## Reading text:
KING'S BENCH DIVISION

BRISTOL DISTRICT REGISTRY

Bristol Civil Justice Centre

2 Redcliff Street, Bristol BS1 6GR

Date: 19/12/2025

Before :

MR JUSTICE SOOLE

Between :

DAMIAN THOMAS SIP

Appellant/

Claimant

- and –

(1) ADRIAN MARSH

(2) GEFION FINANS A/S (in bankruptcy)

Respondents/

Defendants

Richard Norton (instructed by EMB Solicitors) for the Appellant

Marcus Dignum KC (instructed by Horwich Farrelly) for the Respondents

Hearing date: 27 November 2025

Approved Judgment

This judgment was handed down remotely at 10.30am on Friday 19 December 2025 by circulation to the parties or their representatives by e-mail and by release to the National Archives.

.............................

MR JUSTICE SOOLE:

1.

This is an appeal by the Claimant Mr Sip against the decision of His Honour Judge Glen (‘the Judge’) dated 9 April 2024 in the County Court at Southampton which dismissed his claim against the First Defendant Mr Marsh and the Second Defendant insurers arising from this road traffic accident on 1 October 2018 in which Mr Sip suffered a spinal cord injury with very serious and permanent consequences. The trial was on the preliminary issue of liability. Permission to appeal was granted by Robin Knowles J.

2.

In his written and oral submissions Mr Norton made clear that the appeal involves no challenges to the Judge’s findings of fact. The challenge is to the Judge’s conclusion that no liability for the accident falls on Mr Marsh. Accordingly, the essential factual summary can be taken from the judgment.

3.

On 1 October 2018 at about 10.20 a.m. Mr Sip was riding his Yamaha motorcycle in an eastbound direction along Quarry Lane Chichester when the collision occurred with the Mercedes Sprinter van driven by Mr Marsh which was in the course of turning out from a side road on the north side of Quarry Lane in order to proceed westbound along that major road. The side road was from the trade entrance (‘Gate 3’) to builders merchants called Covers, which Mr Marsh had just visited in his van. The van had a load of building materials, including timbers which protruded about 1m from its rear doors.

4.

Quarry Lane serves a mixed commercial/industrial area with numerous businesses in industrial estates on its north side. The speed limit on this road was 20 mph.

## Work instructions:
1) In the judgment on the Quarry Lane collision, what was the speed limit on that road?
2) Pick up the judgment on the Quarry Lane collision after its last sentence and carry it forward.

## Information provided:
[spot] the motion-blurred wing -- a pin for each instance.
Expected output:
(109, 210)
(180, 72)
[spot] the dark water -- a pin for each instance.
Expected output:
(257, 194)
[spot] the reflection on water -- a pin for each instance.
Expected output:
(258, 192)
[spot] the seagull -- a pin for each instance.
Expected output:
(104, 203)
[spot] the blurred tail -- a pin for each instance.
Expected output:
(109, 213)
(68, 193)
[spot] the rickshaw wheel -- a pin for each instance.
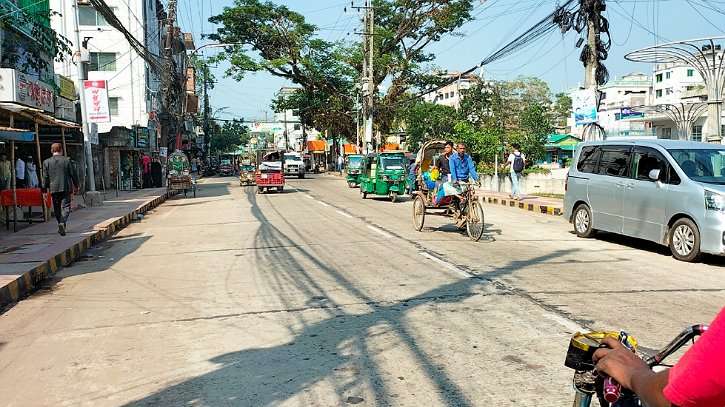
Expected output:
(418, 213)
(475, 224)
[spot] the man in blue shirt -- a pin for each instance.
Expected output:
(461, 165)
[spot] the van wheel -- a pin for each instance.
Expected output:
(685, 240)
(583, 221)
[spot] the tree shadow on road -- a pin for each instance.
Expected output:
(336, 349)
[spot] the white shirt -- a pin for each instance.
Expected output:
(513, 156)
(20, 169)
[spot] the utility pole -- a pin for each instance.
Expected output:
(88, 151)
(168, 75)
(369, 37)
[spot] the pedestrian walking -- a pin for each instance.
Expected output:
(61, 180)
(19, 173)
(517, 162)
(5, 172)
(31, 173)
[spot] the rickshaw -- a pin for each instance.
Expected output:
(179, 174)
(247, 172)
(353, 163)
(383, 174)
(270, 174)
(464, 208)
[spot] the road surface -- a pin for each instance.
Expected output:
(316, 297)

## Responses:
1) 20 mph.

2)
5.

As Mr Sip rode along Quarry Lane, he passed two other entrances to Covers’ premises, described in the trial as Gate 5 and Gate 4. He then came to a moderate left-hand bend. At the end of that bend was Gate 3.

6.

Based on CCTV evidence, the parties’ respective experts in image analysis were in agreement that:

(a)

at Gate 5 Mr Sip was travelling between 70 and 77 mph;

(b)

at Gate 4, he was travelling at between 66½ and 74 mph and probably in the upper half of that range;

(c)

at the point when he braked before the collision, he was travelling at between 60 and 66½ mph;

(d)

at impact his motorcycle, from which he had fallen just before the collision, was travelling at between 32 and 35 mph;

(e)

before turning out of the side road, the van was stationary between 2 and 2½m back from the give way dotted white lines where it adjoined Quarry Lane;

(f)

the collision occurred 4 seconds after the van moved off and 3.2 seconds after it had crossed the give way line.

7.

By reference to CCTV evidence (which I have seen), the Judge said that this showed Mr Marsh first stopping to report to the security hut at Gate 3; then moving forward in his van; then pausing to allow a pedestrian to pass in front of the van; and then pulling forward into a stationary position short of the give way lines at the mouth of the exit onto Quarry Lane, but with the van angled towards the intended direction of travel, i.e. westbound. Mr Marsh is then seen to wait for a car to pass. He then pulls out and as his van is straightening up largely, but not completely, in the westbound lane, Mr Sip and his motorcycle can be seen sliding separately along Quarry Lane and into contact with the van. This was as a result of Mr Sip having fallen from his motorcycle after braking. The motorcycle struck the front wheel of the van. Mr Sip slid under the van and became jammed beneath.

8.

The parties’ respective experts in accident reconstruction were in agreement, amongst other things, that:

(a)

the motorcycle skid marks showed Mr Sip to be positioned inappropriately close to the nearside of the eastbound lane;

(b)

if seated at 1m back from the give way lines, Mr Marsh would have had a sight line of between 57 and 60m to the nearside of the eastbound lane. By contrast, when Mr Marsh emerged into Quarry Lane, Mr Sip was about 99m back from the accident point;

(c)

even if Mr Marsh had been stationary at the give way lines, he would not have been able to see Mr Sip on his motorcycle at the time that he turned out, although he would have been able to see him ‘quickly’ thereafter. The Judge observed that ‘Rather unfortunately, the word ‘quickly’ has not been defined’;

(d)

if Mr Marsh had seen the motorcycle in the early stages of his manoeuvre, he could have stopped short of the actual impact point;

(e)

the accident would not have happened if Mr Sip had been riding at the speed limit or at the sort of speeds he had suggested in his statement to the police.

9.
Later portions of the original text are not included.